What you are asked to do>
The entire listing is to be repeated verbatim.

** Start of Record excerpts **

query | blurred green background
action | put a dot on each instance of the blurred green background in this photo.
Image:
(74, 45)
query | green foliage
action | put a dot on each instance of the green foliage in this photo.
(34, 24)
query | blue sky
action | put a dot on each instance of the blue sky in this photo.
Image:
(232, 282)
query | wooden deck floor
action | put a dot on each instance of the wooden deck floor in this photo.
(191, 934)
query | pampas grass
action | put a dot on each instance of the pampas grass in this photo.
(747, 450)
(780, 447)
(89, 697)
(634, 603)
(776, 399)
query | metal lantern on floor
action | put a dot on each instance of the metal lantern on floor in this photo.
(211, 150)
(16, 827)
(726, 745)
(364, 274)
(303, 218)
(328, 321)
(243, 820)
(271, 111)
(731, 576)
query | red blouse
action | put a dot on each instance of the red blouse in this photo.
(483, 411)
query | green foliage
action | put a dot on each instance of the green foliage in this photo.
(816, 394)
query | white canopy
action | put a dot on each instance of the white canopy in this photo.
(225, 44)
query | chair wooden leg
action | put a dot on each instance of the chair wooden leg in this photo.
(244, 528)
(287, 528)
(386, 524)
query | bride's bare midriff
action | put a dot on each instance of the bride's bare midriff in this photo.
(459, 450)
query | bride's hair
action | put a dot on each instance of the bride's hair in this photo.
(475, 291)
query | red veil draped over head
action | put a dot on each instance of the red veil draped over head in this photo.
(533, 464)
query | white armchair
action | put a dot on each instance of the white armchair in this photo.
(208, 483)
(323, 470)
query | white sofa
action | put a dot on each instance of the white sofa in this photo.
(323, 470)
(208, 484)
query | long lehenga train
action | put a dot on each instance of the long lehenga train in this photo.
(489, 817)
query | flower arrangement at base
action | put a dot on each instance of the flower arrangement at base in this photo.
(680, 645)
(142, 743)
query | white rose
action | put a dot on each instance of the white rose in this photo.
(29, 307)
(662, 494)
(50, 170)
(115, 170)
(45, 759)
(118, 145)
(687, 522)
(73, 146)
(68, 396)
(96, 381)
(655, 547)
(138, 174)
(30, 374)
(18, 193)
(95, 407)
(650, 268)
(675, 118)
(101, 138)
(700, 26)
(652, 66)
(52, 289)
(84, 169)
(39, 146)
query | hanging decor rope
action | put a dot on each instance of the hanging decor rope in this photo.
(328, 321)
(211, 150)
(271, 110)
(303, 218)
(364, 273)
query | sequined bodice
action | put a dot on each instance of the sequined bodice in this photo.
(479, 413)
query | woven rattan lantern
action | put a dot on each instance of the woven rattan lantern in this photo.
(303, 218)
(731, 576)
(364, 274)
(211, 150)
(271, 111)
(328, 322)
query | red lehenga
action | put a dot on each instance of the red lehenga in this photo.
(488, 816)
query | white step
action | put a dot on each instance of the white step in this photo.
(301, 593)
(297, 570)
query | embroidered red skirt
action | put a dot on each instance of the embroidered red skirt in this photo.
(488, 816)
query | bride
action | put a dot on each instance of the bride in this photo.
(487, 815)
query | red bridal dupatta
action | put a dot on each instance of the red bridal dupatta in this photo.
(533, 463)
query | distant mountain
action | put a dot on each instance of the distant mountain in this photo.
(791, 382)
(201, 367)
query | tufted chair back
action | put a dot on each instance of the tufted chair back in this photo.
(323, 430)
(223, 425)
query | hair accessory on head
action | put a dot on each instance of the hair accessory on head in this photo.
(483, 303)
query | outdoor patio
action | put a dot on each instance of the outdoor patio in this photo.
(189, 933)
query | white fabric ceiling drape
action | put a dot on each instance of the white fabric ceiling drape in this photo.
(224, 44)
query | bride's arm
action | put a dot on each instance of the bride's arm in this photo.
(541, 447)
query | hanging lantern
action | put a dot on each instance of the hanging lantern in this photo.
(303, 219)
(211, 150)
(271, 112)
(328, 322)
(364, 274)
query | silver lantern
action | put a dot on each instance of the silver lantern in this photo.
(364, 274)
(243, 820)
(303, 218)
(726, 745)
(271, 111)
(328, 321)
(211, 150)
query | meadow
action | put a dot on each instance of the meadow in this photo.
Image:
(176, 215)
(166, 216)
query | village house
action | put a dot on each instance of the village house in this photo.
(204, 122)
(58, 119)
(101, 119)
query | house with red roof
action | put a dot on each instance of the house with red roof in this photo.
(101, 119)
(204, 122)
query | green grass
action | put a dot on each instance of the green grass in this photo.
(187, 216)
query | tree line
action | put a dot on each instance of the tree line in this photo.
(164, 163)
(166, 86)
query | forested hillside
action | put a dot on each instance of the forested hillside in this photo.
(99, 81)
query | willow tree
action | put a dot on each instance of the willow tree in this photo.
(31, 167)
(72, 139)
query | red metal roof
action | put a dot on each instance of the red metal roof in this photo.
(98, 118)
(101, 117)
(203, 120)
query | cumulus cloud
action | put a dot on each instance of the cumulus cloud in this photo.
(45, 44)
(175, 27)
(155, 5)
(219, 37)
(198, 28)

** End of Record excerpts **

Task answer>
query | blurred green background
action | put a dot on each instance of the blurred green background in this photo.
Image:
(74, 45)
query | green foliage
action | put a dot on each instance of the green foliage in this photo.
(34, 24)
query | blue sky
action | put a dot on each instance of the blue sky in this photo.
Image:
(232, 282)
query | wooden deck floor
action | put a dot on each instance of the wooden deck floor in this photo.
(191, 934)
query | pampas grass
action | put a dot on each instance of the pampas grass in this photo.
(747, 450)
(780, 447)
(89, 697)
(634, 603)
(776, 399)
query | metal lantern on floor
action | put a dot on each instance of the metal lantern on floor in this photo.
(211, 150)
(16, 827)
(726, 745)
(364, 274)
(303, 218)
(328, 321)
(243, 820)
(271, 111)
(731, 576)
query | red blouse
action | put a dot on each instance of the red blouse in this photo.
(483, 411)
query | green foliage
action | put a dot on each instance of the green foliage in this photo.
(816, 394)
query | white canopy
action | put a dot on each instance of the white canopy in this photo.
(225, 44)
query | chair wooden leg
action | put a dot on each instance of the chair wooden leg in this photo.
(244, 528)
(287, 528)
(386, 524)
query | bride's bare midriff
action | put a dot on each instance of the bride's bare midriff in this photo.
(459, 450)
query | bride's hair
action | put a dot on each instance of the bride's hair in this photo.
(475, 291)
query | red veil draped over head
action | put a dot on each instance of the red veil draped over head in this photo.
(533, 464)
query | white armchair
action | put a dot on each instance of the white armchair in this photo.
(208, 483)
(323, 470)
query | white sofa
action | put a dot on each instance of the white sofa in this photo.
(323, 470)
(208, 484)
query | long lehenga train
action | put a dot on each instance of the long lehenga train in this photo.
(489, 817)
query | flower arrangement at base
action | put a dot on each instance of the flower arrangement at base in this photo.
(680, 645)
(142, 743)
query | white rose
action | put a dot on each instance of the white rose in this photo.
(29, 307)
(662, 494)
(50, 170)
(115, 170)
(45, 759)
(118, 145)
(687, 522)
(73, 146)
(68, 396)
(96, 381)
(655, 547)
(138, 174)
(30, 374)
(18, 193)
(95, 407)
(650, 268)
(675, 118)
(101, 138)
(700, 26)
(652, 66)
(52, 289)
(84, 169)
(39, 146)
query | hanging decor rope
action | put a dot on each instance of the hanging decor rope in this photo.
(328, 321)
(211, 150)
(271, 110)
(303, 218)
(364, 273)
query | sequined bodice
action | put a dot on each instance of the sequined bodice in this photo.
(479, 413)
query | woven rattan lantern
action | put a dot on each instance of the woven rattan lantern in this photo.
(303, 218)
(731, 576)
(364, 274)
(211, 150)
(271, 111)
(328, 322)
query | red lehenga
action | put a dot on each instance of the red lehenga in this photo.
(488, 816)
query | white step
action | put a dot on each instance of the white step in this photo.
(301, 593)
(297, 570)
query | embroidered red skirt
action | put a dot on each instance of the embroidered red skirt in this photo.
(488, 816)
query | bride
action | put a dot on each instance of the bride in this photo.
(487, 815)
query | red bridal dupatta
action | put a dot on each instance of the red bridal dupatta in this photo.
(533, 463)
query | distant mountain
action | put a dot on each instance of the distant mountain in this photo.
(791, 382)
(201, 367)
query | tufted chair back
action | put a dot on each instance of the tufted chair back in this photo.
(323, 430)
(223, 425)
query | hair accessory on head
action | put a dot on each instance of the hair accessory on head in this photo.
(483, 303)
query | outdoor patio
action | put a dot on each instance of the outdoor patio in this photo.
(189, 933)
query | white fabric ceiling drape
action | put a dot on each instance of the white fabric ceiling drape in this photo.
(224, 44)
query | bride's arm
action | put a dot on each instance of the bride's arm in this photo.
(541, 447)
query | hanging lantern
action | put a dot on each instance of the hanging lantern in this photo.
(303, 219)
(211, 150)
(271, 112)
(328, 322)
(364, 274)
query | silver lantern
action | put a dot on each instance of the silver lantern in this photo.
(364, 274)
(243, 820)
(303, 218)
(726, 745)
(271, 111)
(328, 321)
(211, 150)
query | meadow
action | put a dot on each instance of the meadow in this photo.
Image:
(176, 215)
(166, 216)
query | village house
action | put a dot on each instance of the village house in this photo.
(204, 122)
(58, 119)
(101, 119)
query | house with red roof
action | put a dot on each instance of the house with red roof in this photo.
(101, 119)
(204, 122)
query | green grass
action | put a dot on each instance of the green grass in this photo.
(187, 216)
query | tree line
action | put a dot on each instance of the tree line in this photo.
(164, 163)
(166, 86)
query | forested hillside
action | put a dot on each instance of the forested hillside in this photo.
(99, 81)
query | willow tree
action | put a dot on each instance of the willow tree in this photo.
(31, 167)
(72, 139)
query | red metal roof
action | put a dot on each instance of the red metal roof in this photo.
(98, 118)
(101, 117)
(203, 120)
query | cumulus cloud
action | put a dot on each instance of the cumulus cloud in this photo.
(45, 44)
(175, 27)
(155, 5)
(219, 37)
(198, 28)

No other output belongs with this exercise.